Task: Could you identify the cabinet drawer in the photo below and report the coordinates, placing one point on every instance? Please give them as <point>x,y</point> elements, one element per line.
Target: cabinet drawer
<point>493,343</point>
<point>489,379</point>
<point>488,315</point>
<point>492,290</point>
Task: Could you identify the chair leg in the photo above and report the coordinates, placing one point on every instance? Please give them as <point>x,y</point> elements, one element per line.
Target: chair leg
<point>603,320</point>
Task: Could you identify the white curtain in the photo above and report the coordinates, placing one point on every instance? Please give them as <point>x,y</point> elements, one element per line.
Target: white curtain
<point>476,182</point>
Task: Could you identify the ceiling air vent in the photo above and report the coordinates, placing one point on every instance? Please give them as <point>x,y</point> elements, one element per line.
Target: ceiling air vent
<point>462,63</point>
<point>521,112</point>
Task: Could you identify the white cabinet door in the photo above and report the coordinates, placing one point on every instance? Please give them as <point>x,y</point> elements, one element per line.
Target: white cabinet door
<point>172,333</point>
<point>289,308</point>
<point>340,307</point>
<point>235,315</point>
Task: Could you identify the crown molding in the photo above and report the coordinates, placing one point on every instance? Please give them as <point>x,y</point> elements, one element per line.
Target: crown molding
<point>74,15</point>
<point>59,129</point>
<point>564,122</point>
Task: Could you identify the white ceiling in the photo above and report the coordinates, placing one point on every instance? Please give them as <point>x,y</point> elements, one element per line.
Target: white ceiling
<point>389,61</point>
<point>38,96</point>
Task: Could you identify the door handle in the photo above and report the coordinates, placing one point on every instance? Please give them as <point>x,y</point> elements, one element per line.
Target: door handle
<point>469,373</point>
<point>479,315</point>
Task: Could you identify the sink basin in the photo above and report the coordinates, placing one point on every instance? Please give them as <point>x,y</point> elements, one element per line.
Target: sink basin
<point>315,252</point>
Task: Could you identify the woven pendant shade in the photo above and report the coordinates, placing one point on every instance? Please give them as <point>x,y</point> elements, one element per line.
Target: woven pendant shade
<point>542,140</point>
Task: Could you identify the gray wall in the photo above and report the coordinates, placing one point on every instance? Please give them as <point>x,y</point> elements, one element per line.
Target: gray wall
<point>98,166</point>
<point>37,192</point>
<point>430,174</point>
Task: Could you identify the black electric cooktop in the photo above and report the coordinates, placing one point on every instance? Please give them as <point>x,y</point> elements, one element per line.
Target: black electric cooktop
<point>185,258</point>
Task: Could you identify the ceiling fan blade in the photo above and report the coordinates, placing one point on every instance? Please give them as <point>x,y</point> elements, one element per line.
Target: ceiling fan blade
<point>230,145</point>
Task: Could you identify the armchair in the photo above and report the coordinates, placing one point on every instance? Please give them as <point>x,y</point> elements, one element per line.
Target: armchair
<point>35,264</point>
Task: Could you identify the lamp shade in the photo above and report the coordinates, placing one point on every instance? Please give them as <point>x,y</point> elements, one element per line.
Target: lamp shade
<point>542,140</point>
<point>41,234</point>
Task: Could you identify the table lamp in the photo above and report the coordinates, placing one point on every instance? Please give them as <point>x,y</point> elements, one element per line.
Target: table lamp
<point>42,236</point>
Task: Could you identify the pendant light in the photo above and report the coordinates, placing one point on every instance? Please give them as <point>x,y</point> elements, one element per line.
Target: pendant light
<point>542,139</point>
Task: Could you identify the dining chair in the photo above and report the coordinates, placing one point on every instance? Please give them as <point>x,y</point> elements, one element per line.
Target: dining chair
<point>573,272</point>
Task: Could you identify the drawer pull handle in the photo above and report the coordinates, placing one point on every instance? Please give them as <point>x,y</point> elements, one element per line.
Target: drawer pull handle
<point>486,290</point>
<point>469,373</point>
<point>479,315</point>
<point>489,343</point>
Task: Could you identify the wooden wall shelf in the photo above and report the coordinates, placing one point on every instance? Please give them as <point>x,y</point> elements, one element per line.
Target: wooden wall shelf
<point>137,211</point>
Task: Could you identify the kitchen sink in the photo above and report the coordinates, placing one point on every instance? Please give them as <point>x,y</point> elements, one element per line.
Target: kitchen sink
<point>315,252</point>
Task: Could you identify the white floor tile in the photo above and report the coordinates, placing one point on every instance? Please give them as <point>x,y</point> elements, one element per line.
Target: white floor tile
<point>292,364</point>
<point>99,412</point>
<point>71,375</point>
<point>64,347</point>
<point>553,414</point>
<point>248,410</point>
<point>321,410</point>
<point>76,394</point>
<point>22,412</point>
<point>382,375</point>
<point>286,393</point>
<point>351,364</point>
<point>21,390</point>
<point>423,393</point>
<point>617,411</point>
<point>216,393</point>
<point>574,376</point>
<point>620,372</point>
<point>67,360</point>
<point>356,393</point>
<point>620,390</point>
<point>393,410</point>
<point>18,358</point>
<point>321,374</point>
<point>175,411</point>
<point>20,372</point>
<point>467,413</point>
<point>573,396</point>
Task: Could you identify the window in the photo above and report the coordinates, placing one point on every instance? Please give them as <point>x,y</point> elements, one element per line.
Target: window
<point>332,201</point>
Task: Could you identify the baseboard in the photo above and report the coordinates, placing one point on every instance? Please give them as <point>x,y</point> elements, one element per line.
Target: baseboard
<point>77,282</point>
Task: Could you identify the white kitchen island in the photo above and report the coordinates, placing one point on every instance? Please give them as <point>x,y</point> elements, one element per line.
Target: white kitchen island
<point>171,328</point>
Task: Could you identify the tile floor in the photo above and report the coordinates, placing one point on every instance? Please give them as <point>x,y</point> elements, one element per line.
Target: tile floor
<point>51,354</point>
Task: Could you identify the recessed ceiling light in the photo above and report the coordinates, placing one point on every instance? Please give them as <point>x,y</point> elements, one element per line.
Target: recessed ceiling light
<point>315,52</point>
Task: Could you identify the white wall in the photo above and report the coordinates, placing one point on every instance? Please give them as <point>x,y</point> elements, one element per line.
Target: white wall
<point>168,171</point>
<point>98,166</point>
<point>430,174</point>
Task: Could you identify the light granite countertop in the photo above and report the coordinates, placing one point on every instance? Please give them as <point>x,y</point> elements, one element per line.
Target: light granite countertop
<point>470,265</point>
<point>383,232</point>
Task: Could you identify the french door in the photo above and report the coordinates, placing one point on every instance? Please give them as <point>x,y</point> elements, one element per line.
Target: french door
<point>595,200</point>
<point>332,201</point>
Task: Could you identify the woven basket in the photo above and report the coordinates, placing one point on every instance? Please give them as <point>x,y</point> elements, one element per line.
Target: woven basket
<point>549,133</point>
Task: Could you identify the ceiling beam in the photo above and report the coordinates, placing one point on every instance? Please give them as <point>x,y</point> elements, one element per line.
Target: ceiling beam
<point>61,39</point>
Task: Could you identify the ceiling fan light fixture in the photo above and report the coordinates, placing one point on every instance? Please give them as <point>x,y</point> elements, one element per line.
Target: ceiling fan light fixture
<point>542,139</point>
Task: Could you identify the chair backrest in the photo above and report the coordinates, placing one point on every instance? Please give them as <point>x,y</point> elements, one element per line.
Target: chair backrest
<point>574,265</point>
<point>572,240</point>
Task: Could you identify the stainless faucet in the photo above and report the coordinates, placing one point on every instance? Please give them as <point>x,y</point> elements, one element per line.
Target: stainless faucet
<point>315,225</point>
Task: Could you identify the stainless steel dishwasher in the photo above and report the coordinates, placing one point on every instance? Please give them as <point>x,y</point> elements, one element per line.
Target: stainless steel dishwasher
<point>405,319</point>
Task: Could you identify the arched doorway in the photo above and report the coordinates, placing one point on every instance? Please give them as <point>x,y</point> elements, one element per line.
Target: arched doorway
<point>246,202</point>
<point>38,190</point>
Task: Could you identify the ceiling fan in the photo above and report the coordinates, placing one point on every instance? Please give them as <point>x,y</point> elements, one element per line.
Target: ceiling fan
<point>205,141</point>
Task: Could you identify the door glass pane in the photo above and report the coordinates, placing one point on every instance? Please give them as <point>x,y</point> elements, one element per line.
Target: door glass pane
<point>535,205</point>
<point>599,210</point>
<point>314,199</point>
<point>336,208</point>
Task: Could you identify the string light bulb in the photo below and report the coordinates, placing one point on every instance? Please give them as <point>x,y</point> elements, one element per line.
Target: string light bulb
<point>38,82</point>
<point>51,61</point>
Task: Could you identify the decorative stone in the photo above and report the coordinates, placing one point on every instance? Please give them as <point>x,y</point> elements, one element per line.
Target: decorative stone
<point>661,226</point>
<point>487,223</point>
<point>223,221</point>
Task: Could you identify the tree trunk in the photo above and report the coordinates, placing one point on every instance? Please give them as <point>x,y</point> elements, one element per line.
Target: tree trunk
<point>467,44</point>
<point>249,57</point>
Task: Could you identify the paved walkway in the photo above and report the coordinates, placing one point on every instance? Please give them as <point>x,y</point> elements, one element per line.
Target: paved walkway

● WHAT IS NEEDED
Extract the lines above, from the first one through the one containing "Task: Could you identify the door handle", and return only those, unchanged.

● TASK SOLUTION
Task: Could you identify the cabinet drawer in the photo below and report the coordinates, placing one point on every instance? Please give them as <point>x,y</point> elements, one element per line.
Target: cabinet drawer
<point>493,343</point>
<point>489,379</point>
<point>488,315</point>
<point>492,290</point>
Task: Could you identify the chair leg in the photo above and report the coordinates, placing one point on every instance? Please give them as <point>x,y</point> elements, one element per line.
Target: chair leg
<point>603,320</point>
Task: Could you identify the white curtain in the photo above and report the coordinates, placing one point on every instance? Please give them as <point>x,y</point> elements, one element per line.
Target: white curtain
<point>476,182</point>
Task: Could you identify the ceiling air vent in the photo above and report the coordinates, placing one point on every instance? Please give them as <point>x,y</point> elements, one element per line.
Target: ceiling air vent
<point>462,63</point>
<point>521,112</point>
Task: Could you identify the white cabinet door in the photo above and report the coordinates, placing one point on every instance? Please give them as <point>x,y</point> elements, one element per line.
Target: white cabinet door
<point>172,333</point>
<point>289,308</point>
<point>340,307</point>
<point>235,315</point>
Task: Could you identify the crown molding in the photo above and report the coordinates, placing one point on every instance? Please give them as <point>x,y</point> elements, one element per line.
Target: crown molding
<point>74,15</point>
<point>59,129</point>
<point>564,122</point>
Task: Could you identify the white ceiling in the photo above and report the coordinates, placing one point on every instance? Please give them as <point>x,y</point> elements, one element per line.
Target: white ceiling
<point>389,61</point>
<point>38,96</point>
Task: Could you identify the door handle in the photo above and report the coordinates, placing one point on every instance? Please give them as <point>x,y</point> elements, one element per line.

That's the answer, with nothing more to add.